Where does creativity come from? Different disciplines offer different answers to this question. A biological perspective might say that it comes from electrical activity in the right hemisphere of the brain. Psychology might say it’s born out of some necessity imposed upon us by our environment. Yet other fields would suggest that it’s an outcome driven by mere curiosity. Thankfully, we can look back to 1987 for an alternate explanation, some might say the most logical one. In the world of the low-budget horror film NIGHT VISION, creativity is derived from a demonic VCR.
Wide-eyed Andy Archer (Stacy Carson) arrives from Kansas as a simple fellow in a strange new place – the big city. (Exactly which city is never known; New York City is a fair guess, but there are two references to the Boston Red Sox). He lands at a wacky flophouse, host to all sorts of restless souls and odd characters, from Charlotte, a gregarious gender-fluid prostitute, to the hotel’s boisterous manager, Ms. Sapperstein (“Excuse me, I have to kill someone.”)

Andy’s immediate objective to find steady work is demonstrated through a job search montage, and his growing despair is articulated by a conversation that ends with him screaming, “BUT I AM A GOOD WRITER!” into a phone. Indeed, his grander ambition is to soak up the sights and sounds of his new urban landscape – the nightly domestic dispute next door, weird alley smells, a guest passing out while taking a dump in the only bathroom in the flophouse, etc. – and use the surrounding inspiration to author the next great piece of American fiction.
After stumbling into the local video store in search of “natural dialogue,” Andy finds himself in the orbit of a wise-cracking store clerk named Jill (Shirley Ross). He turns in a job application and in an act of good faith, he rents a copy of “Blood Nymphos.” In his travels later that night, Andy helps a mustachioed man evade a group of strange, pale attackers dressed in robes and sunglasses. The would-be victim is a small-time thief named Vinnie Scotto (Tony Carpenter), and as a token of gratitude, he steals a case of Labatt’s beer for the two of them to drink together at his apartment. After showing Andy a spare bedroom filled with electronics, Vinnie has another gift for him: a VCR and television to furnish his crappy room at home. As you may have guessed, the VCR (by Sansui!) and TV were indeed stolen.

LISTED ENTRIES
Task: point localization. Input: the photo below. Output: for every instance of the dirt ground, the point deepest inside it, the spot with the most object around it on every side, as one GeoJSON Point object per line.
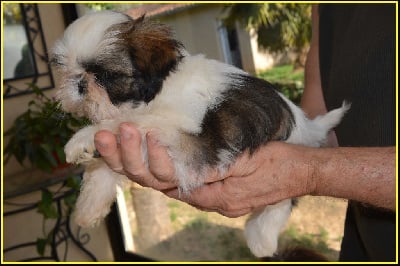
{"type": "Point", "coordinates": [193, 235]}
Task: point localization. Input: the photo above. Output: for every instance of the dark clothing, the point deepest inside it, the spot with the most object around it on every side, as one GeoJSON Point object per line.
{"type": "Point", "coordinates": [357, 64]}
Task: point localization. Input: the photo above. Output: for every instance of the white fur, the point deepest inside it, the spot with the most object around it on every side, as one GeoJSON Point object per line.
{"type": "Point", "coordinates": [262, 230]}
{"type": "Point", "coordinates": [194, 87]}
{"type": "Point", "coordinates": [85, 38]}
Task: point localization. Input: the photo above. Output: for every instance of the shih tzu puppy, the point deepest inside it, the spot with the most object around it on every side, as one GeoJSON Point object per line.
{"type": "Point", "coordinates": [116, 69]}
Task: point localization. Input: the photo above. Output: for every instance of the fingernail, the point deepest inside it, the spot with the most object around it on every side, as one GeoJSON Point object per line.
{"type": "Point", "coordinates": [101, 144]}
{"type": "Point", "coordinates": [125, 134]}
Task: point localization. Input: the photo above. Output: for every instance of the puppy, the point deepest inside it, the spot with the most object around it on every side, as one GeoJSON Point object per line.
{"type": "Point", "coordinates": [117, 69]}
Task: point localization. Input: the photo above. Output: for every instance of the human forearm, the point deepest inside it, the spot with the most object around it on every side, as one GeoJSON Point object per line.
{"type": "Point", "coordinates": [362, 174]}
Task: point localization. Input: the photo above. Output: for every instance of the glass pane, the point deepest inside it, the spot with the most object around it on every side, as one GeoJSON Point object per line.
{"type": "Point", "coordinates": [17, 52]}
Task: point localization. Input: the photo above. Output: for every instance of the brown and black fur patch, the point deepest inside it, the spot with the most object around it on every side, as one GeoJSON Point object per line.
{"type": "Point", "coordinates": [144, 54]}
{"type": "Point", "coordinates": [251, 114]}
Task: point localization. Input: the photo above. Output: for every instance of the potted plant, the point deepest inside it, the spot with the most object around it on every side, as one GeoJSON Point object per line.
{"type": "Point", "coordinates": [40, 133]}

--

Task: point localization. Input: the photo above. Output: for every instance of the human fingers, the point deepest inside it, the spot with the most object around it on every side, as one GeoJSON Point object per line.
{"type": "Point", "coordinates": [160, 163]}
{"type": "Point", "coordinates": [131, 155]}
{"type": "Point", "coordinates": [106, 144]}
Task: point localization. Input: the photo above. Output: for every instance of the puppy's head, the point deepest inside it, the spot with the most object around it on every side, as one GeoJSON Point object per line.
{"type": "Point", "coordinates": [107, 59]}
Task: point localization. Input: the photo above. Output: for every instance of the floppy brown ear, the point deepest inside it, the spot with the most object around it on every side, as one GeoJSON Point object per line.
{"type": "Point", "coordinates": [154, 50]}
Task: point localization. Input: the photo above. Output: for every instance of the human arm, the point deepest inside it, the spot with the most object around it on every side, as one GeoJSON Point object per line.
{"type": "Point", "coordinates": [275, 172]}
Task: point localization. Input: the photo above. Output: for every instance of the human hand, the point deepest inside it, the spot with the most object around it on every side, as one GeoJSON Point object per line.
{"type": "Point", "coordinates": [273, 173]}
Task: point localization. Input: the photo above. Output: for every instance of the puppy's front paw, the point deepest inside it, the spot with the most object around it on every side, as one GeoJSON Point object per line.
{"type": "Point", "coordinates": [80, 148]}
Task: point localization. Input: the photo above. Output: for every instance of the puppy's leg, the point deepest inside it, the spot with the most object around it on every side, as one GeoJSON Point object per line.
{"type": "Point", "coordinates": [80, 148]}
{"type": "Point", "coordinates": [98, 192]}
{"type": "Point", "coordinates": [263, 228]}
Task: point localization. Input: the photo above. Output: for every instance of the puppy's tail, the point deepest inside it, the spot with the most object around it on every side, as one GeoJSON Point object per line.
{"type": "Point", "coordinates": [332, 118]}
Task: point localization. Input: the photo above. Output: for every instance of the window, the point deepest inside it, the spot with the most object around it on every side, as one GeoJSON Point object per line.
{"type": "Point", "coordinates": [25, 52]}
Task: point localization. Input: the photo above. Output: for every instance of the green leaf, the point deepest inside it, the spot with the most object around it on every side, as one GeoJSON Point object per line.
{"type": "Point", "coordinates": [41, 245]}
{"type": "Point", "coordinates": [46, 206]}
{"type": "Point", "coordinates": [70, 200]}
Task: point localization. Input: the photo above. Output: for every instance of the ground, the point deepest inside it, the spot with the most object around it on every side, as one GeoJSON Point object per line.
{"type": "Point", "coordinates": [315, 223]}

ASSIGNMENT 1
Answer from the NIGHT VISION piece:
(a) In what year does the piece place the film?
(b) Where does Andy Archer arrive from?
(c) What does Vinnie Scotto steal as a token of gratitude?
ASSIGNMENT 2
Reproduce the stretch of the NIGHT VISION piece from "After stumbling into" through "were indeed stolen.".

EXERCISE RESPONSE 1
(a) 1987
(b) Kansas
(c) A case of Labatt's beer

EXERCISE RESPONSE 2
After stumbling into the local video store in search of “natural dialogue,” Andy finds himself in the orbit of a wise-cracking store clerk named Jill (Shirley Ross). He turns in a job application and in an act of good faith, he rents a copy of “Blood Nymphos.” In his travels later that night, Andy helps a mustachioed man evade a group of strange, pale attackers dressed in robes and sunglasses. The would-be victim is a small-time thief named Vinnie Scotto (Tony Carpenter), and as a token of gratitude, he steals a case of Labatt’s beer for the two of them to drink together at his apartment. After showing Andy a spare bedroom filled with electronics, Vinnie has another gift for him: a VCR and television to furnish his crappy room at home. As you may have guessed, the VCR (by Sansui!) and TV were indeed stolen.